* _The task_
Only the lines from the one containing "Indicate the parked black" through the end of the material are to be echoed, each exactly as it appears.

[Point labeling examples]
┌──

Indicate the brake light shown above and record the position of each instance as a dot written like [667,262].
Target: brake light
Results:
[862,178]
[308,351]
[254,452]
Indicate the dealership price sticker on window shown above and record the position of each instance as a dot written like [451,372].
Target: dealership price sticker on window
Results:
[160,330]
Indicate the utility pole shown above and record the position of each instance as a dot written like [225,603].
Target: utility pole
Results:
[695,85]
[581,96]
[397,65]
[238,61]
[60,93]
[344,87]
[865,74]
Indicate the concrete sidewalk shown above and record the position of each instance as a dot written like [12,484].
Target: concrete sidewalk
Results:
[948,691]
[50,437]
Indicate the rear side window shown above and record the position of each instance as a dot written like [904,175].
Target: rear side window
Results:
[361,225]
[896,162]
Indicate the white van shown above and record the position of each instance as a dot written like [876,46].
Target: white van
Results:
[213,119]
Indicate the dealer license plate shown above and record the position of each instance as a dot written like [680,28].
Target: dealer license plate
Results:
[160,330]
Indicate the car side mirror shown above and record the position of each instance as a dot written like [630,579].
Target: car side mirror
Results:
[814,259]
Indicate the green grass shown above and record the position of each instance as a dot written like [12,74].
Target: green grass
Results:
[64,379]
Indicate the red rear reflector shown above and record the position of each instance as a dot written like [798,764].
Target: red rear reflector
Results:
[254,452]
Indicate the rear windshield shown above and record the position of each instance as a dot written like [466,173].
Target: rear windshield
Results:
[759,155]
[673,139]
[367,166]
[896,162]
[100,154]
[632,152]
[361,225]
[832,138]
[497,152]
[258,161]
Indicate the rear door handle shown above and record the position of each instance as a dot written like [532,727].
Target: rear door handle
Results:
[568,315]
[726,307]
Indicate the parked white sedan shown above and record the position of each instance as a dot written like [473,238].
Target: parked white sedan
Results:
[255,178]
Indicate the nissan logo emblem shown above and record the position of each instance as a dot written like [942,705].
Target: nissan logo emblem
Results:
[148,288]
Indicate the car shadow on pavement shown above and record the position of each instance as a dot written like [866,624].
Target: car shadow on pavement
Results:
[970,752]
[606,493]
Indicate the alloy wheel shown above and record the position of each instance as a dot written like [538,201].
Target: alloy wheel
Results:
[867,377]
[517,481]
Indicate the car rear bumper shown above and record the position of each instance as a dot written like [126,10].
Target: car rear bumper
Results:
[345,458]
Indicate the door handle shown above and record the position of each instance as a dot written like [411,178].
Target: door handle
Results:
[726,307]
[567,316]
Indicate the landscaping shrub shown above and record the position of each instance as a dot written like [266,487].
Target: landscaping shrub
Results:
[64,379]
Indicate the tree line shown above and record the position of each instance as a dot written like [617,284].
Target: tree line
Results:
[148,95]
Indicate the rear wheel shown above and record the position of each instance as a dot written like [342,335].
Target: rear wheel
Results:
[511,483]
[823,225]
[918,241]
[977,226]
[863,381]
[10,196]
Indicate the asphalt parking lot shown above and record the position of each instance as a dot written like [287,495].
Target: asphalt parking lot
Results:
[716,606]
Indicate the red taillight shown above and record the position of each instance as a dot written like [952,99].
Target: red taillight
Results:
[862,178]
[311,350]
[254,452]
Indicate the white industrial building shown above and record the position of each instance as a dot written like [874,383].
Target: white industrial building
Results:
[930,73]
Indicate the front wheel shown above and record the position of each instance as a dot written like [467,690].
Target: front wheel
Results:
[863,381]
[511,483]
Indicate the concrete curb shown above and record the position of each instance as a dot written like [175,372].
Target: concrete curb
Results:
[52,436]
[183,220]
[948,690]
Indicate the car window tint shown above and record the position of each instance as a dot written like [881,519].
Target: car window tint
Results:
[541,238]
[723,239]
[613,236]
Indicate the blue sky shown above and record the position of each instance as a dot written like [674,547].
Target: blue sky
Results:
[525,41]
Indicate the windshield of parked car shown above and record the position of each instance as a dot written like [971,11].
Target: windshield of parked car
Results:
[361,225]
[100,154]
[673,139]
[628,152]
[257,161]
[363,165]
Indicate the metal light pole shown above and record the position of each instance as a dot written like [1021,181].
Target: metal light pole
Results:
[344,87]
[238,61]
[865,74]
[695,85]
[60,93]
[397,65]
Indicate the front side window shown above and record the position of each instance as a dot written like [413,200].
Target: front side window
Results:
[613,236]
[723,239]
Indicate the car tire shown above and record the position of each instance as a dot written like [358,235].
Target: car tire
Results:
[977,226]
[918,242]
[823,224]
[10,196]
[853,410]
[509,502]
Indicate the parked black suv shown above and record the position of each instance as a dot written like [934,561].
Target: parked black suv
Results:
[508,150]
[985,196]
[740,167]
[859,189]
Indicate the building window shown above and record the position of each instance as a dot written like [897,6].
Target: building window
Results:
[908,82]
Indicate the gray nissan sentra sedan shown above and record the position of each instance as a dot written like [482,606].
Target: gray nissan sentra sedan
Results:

└──

* _The result_
Indicate the parked black suv shown above and record the position of each instance as a dot written like [934,561].
Target: parked black suv
Results:
[508,150]
[985,196]
[740,167]
[859,189]
Indicate the building window shown above and record the position of each instance as a dot written like [897,6].
Target: building window
Results:
[908,82]
Indicate the gray nissan sentra sedan shown above and record the position of each instance as a dot written like [482,606].
Target: gray nissan sentra sedan
Results:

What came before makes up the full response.